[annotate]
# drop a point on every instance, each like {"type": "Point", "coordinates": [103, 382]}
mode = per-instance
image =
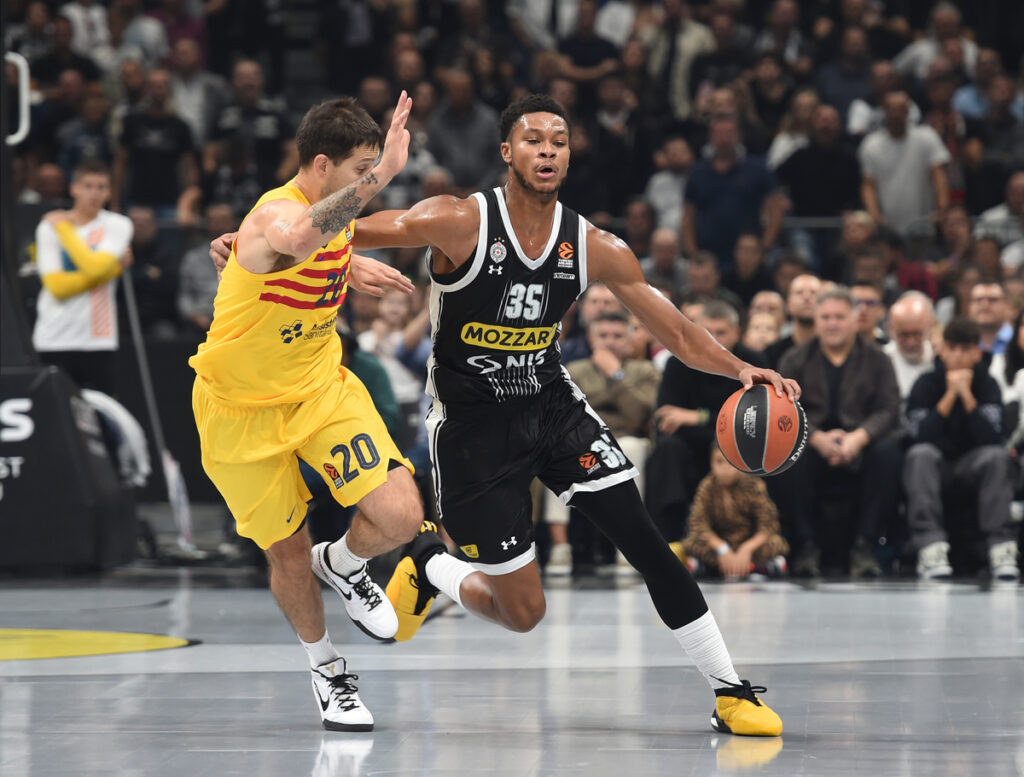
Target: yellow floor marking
{"type": "Point", "coordinates": [18, 644]}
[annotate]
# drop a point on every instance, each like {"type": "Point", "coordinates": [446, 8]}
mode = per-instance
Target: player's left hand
{"type": "Point", "coordinates": [754, 375]}
{"type": "Point", "coordinates": [375, 277]}
{"type": "Point", "coordinates": [220, 250]}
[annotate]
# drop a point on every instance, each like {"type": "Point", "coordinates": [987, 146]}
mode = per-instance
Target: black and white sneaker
{"type": "Point", "coordinates": [365, 601]}
{"type": "Point", "coordinates": [341, 707]}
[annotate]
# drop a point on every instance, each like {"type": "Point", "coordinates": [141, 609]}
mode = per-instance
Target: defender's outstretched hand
{"type": "Point", "coordinates": [395, 152]}
{"type": "Point", "coordinates": [375, 277]}
{"type": "Point", "coordinates": [220, 250]}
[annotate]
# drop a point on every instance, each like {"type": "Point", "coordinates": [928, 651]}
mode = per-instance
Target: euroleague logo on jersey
{"type": "Point", "coordinates": [565, 254]}
{"type": "Point", "coordinates": [589, 462]}
{"type": "Point", "coordinates": [291, 332]}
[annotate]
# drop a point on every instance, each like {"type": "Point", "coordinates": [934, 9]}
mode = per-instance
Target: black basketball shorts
{"type": "Point", "coordinates": [485, 456]}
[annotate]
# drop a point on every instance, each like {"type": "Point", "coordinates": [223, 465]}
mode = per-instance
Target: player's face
{"type": "Point", "coordinates": [349, 170]}
{"type": "Point", "coordinates": [538, 153]}
{"type": "Point", "coordinates": [91, 191]}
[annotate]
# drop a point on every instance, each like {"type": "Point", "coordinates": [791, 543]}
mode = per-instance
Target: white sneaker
{"type": "Point", "coordinates": [1003, 561]}
{"type": "Point", "coordinates": [341, 707]}
{"type": "Point", "coordinates": [560, 562]}
{"type": "Point", "coordinates": [933, 562]}
{"type": "Point", "coordinates": [365, 601]}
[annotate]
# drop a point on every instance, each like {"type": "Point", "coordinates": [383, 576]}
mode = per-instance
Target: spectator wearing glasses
{"type": "Point", "coordinates": [955, 420]}
{"type": "Point", "coordinates": [911, 319]}
{"type": "Point", "coordinates": [987, 307]}
{"type": "Point", "coordinates": [842, 495]}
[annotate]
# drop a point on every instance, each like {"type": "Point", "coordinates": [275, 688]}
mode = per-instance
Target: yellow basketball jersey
{"type": "Point", "coordinates": [272, 339]}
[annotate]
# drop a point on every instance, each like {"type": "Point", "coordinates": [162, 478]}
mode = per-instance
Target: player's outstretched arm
{"type": "Point", "coordinates": [610, 260]}
{"type": "Point", "coordinates": [443, 222]}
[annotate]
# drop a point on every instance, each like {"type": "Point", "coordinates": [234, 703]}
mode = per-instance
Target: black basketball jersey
{"type": "Point", "coordinates": [496, 319]}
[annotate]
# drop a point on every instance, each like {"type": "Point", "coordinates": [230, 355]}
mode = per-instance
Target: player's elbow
{"type": "Point", "coordinates": [524, 613]}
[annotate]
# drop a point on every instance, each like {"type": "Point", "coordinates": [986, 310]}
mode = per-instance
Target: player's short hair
{"type": "Point", "coordinates": [531, 103]}
{"type": "Point", "coordinates": [89, 167]}
{"type": "Point", "coordinates": [962, 332]}
{"type": "Point", "coordinates": [335, 128]}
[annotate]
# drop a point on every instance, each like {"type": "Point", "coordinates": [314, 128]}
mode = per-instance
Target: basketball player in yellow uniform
{"type": "Point", "coordinates": [270, 390]}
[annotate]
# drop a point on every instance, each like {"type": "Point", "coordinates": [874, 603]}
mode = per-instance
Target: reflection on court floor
{"type": "Point", "coordinates": [887, 679]}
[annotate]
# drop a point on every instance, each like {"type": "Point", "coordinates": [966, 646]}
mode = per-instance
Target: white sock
{"type": "Point", "coordinates": [322, 651]}
{"type": "Point", "coordinates": [342, 560]}
{"type": "Point", "coordinates": [448, 572]}
{"type": "Point", "coordinates": [704, 644]}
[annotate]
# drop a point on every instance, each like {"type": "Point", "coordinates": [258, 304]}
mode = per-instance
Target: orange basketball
{"type": "Point", "coordinates": [760, 432]}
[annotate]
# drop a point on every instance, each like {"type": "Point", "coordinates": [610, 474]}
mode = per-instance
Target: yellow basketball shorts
{"type": "Point", "coordinates": [252, 454]}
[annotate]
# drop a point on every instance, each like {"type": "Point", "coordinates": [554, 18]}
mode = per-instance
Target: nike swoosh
{"type": "Point", "coordinates": [325, 703]}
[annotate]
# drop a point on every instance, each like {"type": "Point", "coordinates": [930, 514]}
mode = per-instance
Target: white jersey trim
{"type": "Point", "coordinates": [600, 484]}
{"type": "Point", "coordinates": [478, 257]}
{"type": "Point", "coordinates": [583, 269]}
{"type": "Point", "coordinates": [556, 224]}
{"type": "Point", "coordinates": [433, 422]}
{"type": "Point", "coordinates": [506, 567]}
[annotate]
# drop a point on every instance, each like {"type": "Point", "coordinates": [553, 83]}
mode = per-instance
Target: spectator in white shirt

------

→ **What you should do**
Gather every line of the records that contains the string "yellow". The match is case-sensitive.

→ **Full answer**
Target: yellow floor marking
Target: yellow basketball jersey
Target: basketball player in yellow uniform
Target: yellow basketball shorts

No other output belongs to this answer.